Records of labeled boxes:
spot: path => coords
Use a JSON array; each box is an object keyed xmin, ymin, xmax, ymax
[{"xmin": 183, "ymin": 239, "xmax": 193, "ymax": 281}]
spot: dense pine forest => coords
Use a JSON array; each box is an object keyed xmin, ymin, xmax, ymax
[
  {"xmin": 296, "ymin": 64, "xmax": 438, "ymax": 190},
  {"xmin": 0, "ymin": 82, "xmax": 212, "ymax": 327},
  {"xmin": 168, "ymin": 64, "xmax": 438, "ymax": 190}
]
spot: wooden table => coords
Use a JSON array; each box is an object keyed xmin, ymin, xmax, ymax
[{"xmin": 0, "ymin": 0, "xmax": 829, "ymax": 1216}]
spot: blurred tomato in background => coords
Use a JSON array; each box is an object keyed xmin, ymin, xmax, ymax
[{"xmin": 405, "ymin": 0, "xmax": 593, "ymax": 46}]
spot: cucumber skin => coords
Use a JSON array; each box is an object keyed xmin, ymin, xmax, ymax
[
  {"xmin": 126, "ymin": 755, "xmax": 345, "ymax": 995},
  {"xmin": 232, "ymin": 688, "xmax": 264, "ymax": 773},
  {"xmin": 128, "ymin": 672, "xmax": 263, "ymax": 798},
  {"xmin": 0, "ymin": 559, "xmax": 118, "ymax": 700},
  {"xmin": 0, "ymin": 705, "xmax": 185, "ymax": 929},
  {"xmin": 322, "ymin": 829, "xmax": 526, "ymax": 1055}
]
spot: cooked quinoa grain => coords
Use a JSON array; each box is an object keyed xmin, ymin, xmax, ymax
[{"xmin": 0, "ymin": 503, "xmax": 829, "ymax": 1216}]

What needs to be done:
Pull out each line of the items above that contains the word "coords" and list those lines.

Full output:
spot: path => coords
spot: dense pine forest => coords
spot: wooden table => coords
spot: blurred tomato in background => coords
spot: cucumber skin => coords
spot: cooked quinoa grain => coords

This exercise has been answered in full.